- Prompt -
Reproduce the entries below in full, changing "one marker per instance" to "one marker for each instance" wherever it occurs and leaving everything else untouched.

- Stored data -
^^^^^^^^
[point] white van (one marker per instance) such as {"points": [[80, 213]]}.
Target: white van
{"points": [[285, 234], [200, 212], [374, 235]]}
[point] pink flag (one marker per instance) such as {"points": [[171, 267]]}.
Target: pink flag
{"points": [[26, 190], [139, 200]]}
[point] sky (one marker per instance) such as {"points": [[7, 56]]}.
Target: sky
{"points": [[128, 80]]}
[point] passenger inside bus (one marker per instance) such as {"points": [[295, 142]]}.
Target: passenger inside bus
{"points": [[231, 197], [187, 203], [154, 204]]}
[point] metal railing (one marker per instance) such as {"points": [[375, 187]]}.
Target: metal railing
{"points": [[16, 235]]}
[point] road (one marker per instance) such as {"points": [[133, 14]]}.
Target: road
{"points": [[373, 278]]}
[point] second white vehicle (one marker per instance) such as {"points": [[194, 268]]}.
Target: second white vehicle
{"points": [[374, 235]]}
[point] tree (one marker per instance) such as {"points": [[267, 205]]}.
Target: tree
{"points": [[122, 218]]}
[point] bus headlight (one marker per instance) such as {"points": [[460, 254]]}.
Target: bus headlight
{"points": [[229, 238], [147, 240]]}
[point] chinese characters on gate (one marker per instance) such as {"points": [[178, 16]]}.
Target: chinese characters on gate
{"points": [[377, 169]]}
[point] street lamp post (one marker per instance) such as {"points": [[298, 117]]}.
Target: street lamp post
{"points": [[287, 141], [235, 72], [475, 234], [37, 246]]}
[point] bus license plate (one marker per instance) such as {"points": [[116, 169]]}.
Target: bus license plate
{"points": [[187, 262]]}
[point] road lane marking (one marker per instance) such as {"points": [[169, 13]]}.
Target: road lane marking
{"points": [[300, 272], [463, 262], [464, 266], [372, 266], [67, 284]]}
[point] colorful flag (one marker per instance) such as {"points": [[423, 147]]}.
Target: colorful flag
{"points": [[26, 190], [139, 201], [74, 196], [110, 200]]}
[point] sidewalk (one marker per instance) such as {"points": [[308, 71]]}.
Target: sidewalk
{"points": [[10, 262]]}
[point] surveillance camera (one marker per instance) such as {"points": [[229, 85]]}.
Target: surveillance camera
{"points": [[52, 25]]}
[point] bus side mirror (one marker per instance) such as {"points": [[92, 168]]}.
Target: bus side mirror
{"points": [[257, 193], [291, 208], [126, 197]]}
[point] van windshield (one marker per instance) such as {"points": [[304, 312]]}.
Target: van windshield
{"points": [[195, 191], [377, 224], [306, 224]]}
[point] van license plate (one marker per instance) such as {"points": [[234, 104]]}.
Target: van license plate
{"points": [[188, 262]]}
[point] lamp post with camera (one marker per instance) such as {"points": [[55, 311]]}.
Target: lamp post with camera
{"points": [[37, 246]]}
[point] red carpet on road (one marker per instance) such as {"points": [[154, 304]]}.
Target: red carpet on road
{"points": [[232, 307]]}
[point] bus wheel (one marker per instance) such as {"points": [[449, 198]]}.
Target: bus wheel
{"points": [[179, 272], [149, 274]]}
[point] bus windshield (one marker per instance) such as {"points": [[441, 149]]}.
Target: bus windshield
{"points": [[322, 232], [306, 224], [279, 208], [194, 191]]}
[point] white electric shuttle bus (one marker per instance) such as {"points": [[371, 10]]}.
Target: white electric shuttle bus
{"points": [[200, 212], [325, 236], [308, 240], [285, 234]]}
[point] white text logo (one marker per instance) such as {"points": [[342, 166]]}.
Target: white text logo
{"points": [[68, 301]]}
^^^^^^^^
- Task response -
[point] white van (one marker for each instance) such as {"points": [[80, 213]]}.
Target: white van
{"points": [[285, 234], [200, 212], [374, 235]]}
[point] pink flag (one marker for each instance) such as {"points": [[171, 267]]}.
Target: pink flag
{"points": [[26, 190], [139, 200]]}
[point] sky (one marker for each instance) such as {"points": [[7, 56]]}.
Target: sky
{"points": [[128, 80]]}
[point] passenger inside bus (one marker for each instance) such as {"points": [[295, 142]]}.
Target: passenger inside bus
{"points": [[231, 197], [187, 203], [154, 204]]}
[point] metal railing (one marker for each instance) such as {"points": [[375, 187]]}.
Target: metal railing
{"points": [[16, 235]]}
[point] road (one marker for each instance) such as {"points": [[133, 14]]}.
Target: road
{"points": [[373, 278]]}
[point] second white vehicle (one marker for each instance) such as {"points": [[194, 268]]}.
Target: second white vehicle
{"points": [[374, 235]]}
[point] tree (one marker for each instance) such as {"points": [[267, 205]]}.
Target: tree
{"points": [[122, 218]]}
[point] bus headlight (one marker for each instance) such as {"points": [[460, 254]]}.
Target: bus headlight
{"points": [[229, 238], [147, 240]]}
[point] chinese characters on gate (one marker for each instance) such as {"points": [[178, 16]]}.
Target: chinese characters on gate
{"points": [[377, 169]]}
[point] street lamp post (one marker for each instance) such as {"points": [[298, 117]]}.
Target: street lamp post
{"points": [[287, 141], [235, 72], [475, 234], [37, 246]]}
[point] bus license plate (one marker for each instance) such as {"points": [[116, 169]]}.
Target: bus license plate
{"points": [[187, 262]]}
[point] road lane marking (one marker for each instance) such as {"points": [[169, 13]]}.
Target: road lane marking
{"points": [[300, 272], [463, 262], [464, 266], [372, 266], [67, 284]]}
[point] colorful flag (one marker for each instance) such as {"points": [[423, 147]]}.
Target: colorful flag
{"points": [[26, 190], [139, 201], [74, 196], [110, 200]]}
[point] sidewalk (one marker for each instance) such as {"points": [[308, 71]]}.
Target: sidewalk
{"points": [[10, 262]]}
[point] surveillance camera (one marker for each instance) such as {"points": [[229, 85]]}.
Target: surveillance camera
{"points": [[52, 25]]}
[point] bus side mirror (one marker for each instance) such as {"points": [[92, 168]]}.
Target: bus side mirror
{"points": [[257, 193], [291, 208], [126, 197]]}
[point] van windshield (one marker for each instance) such as {"points": [[304, 312]]}.
Target: van windshield
{"points": [[195, 191], [377, 224], [306, 224]]}
[point] van license plate (one marker for each instance) such as {"points": [[234, 104]]}.
Target: van license plate
{"points": [[188, 262]]}
[point] lamp post with camera (one marker for each instance) such as {"points": [[55, 311]]}.
Target: lamp post with camera
{"points": [[37, 246]]}
[point] red carpet on road (one marker for each instance) such as {"points": [[154, 304]]}.
Target: red carpet on road
{"points": [[232, 307]]}
[point] bus wheel (one marker for each instance) such as {"points": [[449, 198]]}.
Target: bus wheel
{"points": [[179, 272], [149, 274]]}
[point] bus windshield (one marker for each instance) such as {"points": [[441, 149]]}.
Target: bus windshield
{"points": [[322, 232], [306, 224], [279, 208], [194, 191]]}
[point] white electric shuttle bus (one marker for each instance) such as {"points": [[371, 10]]}.
Target: white electric shuttle bus
{"points": [[200, 212], [325, 236], [308, 240], [285, 234]]}
[point] white text logo (one marker for each instance) such as {"points": [[342, 166]]}.
Target: white text logo
{"points": [[68, 301]]}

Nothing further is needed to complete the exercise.